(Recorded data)
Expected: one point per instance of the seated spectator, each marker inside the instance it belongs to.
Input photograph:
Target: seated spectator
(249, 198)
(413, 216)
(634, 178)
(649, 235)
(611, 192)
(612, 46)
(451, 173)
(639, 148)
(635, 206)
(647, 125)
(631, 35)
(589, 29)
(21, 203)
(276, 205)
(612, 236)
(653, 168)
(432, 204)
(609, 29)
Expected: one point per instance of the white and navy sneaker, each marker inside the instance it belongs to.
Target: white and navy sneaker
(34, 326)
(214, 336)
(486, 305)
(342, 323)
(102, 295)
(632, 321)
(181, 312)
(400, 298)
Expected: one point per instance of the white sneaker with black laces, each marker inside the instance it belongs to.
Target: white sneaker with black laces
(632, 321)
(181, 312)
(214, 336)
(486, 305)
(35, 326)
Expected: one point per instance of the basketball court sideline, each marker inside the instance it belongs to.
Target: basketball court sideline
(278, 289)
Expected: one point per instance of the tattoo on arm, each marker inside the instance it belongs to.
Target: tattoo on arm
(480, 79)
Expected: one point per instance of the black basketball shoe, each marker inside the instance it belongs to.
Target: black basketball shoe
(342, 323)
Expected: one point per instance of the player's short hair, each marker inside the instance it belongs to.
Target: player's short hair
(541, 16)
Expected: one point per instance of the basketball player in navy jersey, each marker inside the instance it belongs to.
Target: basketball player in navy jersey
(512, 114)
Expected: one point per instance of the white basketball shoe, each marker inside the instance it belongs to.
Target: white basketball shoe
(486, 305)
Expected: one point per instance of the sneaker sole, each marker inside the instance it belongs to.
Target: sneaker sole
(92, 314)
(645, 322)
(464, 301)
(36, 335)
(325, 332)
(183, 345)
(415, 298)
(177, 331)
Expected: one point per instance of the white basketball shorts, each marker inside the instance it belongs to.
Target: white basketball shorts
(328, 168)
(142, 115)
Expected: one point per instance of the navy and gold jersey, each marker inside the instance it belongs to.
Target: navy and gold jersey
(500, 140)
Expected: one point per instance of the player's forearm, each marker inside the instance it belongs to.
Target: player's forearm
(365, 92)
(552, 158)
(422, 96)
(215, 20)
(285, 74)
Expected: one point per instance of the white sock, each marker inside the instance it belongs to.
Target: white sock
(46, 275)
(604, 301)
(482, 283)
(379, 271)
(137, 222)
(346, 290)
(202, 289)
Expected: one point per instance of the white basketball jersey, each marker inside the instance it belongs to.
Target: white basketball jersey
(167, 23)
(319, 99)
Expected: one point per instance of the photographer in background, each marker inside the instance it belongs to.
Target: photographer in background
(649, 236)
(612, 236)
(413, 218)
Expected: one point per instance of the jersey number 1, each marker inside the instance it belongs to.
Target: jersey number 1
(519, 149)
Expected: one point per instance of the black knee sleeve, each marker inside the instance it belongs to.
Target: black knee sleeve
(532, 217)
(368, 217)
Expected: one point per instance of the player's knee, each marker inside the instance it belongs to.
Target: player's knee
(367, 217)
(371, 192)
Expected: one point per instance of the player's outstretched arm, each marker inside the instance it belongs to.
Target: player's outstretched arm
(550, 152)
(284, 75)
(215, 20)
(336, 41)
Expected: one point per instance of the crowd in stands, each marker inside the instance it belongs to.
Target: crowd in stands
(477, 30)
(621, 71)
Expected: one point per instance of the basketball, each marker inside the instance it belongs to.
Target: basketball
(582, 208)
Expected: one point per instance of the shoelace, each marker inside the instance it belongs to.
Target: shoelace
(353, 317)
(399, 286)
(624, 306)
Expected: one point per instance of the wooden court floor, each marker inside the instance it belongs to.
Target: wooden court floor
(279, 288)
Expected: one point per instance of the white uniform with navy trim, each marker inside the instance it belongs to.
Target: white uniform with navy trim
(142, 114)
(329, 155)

→ **EXERCISE PROMPT**: Would you copy the data exactly as shown above?

→ **WRITTEN SOLUTION**:
Expected: one point per instance of the seated spectator, each marker inside the instance it belongs to.
Input photograph:
Target: seated spectator
(249, 198)
(413, 216)
(634, 178)
(649, 235)
(611, 192)
(612, 46)
(451, 173)
(639, 148)
(635, 206)
(647, 125)
(631, 35)
(589, 29)
(21, 203)
(276, 205)
(612, 236)
(653, 168)
(432, 204)
(609, 29)
Expected: one point per instance of the white and navy sneaker, each marker inside the instance it belongs to.
Target: white and navy sneaker
(34, 326)
(214, 336)
(486, 305)
(342, 323)
(102, 295)
(632, 321)
(181, 312)
(400, 298)
Expected: one point per instance of the white sneaker with black laces, each marker inside the instance it belongs to.
Target: white sneaker with black laces
(632, 321)
(181, 312)
(214, 336)
(486, 305)
(35, 326)
Expected: one point per instance of the basketball court sideline, each marker inside the instance it belongs to.
Target: basketball court sideline
(278, 289)
Expected: one point per instance of the tattoo on arm, each marker inside the instance it belongs to.
Target: tattoo on arm
(480, 79)
Expected: one point per instance of the black basketball shoe, each marker inside the instance it belongs to.
Target: black basketball shoe
(342, 323)
Expected: one point per instance of the player's short hair, each marker inside the instance it belongs to.
Target: player's short hair
(541, 16)
Expected: one point per instance of the basketball player in navy jersey, each marker inside the instance it belongs to.
Target: basketball player in navy jersey
(512, 114)
Expected: one point per instance of the white basketball shoe, each marker inside the instance it belongs to.
Target: white basketball shoe
(486, 305)
Expected: one point per instance of the sneaker sole, each marker inside the instance it belongs to.
Target: sneaker sole
(92, 314)
(645, 322)
(464, 301)
(36, 335)
(325, 332)
(183, 345)
(415, 298)
(177, 331)
Expected: one point per instance of the white basketball shorts, each marker inside the instance it belongs to.
Target: white basketball shorts
(328, 168)
(142, 115)
Expected: one point per instance of the navy and gold jersey, each marker inside the instance it belongs to.
Target: navy and gold jersey
(500, 140)
Expected: one point per instance of the player's forearm, each marker inside the instance it belongs to.
Target: player's forearm
(365, 92)
(552, 158)
(422, 96)
(215, 20)
(285, 74)
Expected: one point per instance of the white sock, each marker inside the instance it belongs to.
Target: white sock
(46, 275)
(604, 301)
(482, 283)
(379, 271)
(137, 222)
(346, 290)
(202, 289)
Expected: one point per instance of the white basketball jersey, each marker inside the instance it belongs to.
Target: white basketball jersey
(167, 23)
(319, 99)
Expected: one point per instance of the photographer in background, each marker inside the instance it belongs to.
Target: photographer in background
(649, 236)
(612, 236)
(413, 218)
Expected: one point per instance of the jersey number 1, each marker inside the instance it belongs to.
Target: jersey number 1
(519, 149)
Expected: one point per instance of the black knee sleeve, each marker inside the instance it belongs to.
Target: black knee sleeve
(532, 217)
(368, 217)
Expected: one point per instance of the player's knee, each marker inside the instance it belongs to.
Target: player's knee
(367, 217)
(371, 192)
Expected: one point per instance of the player's outstretched arm, each marker inside the instance it belongs to.
Target: player's outstretched arm
(550, 152)
(284, 75)
(215, 20)
(336, 41)
Expected: one point per instance of the crowd in stands, each marker inside the instance it belongs to.
Target: crowd in stands
(477, 30)
(621, 71)
Expected: one point per instance of the basketball, each marker inside the instance it belongs to.
Target: basketball
(582, 208)
Expected: one point per instance of the shoelace, each marker inside the instance it belongs to.
Target: shoelace
(353, 317)
(399, 286)
(624, 306)
Expected: one point per instance of the wooden court floor, each marker inside the instance it belongs to.
Target: wooden court floor
(279, 288)
Expected: one point per instance of the white uniform with navy trim, each marker inside the instance it belongs to.
Target: white uniform with navy trim
(142, 114)
(329, 155)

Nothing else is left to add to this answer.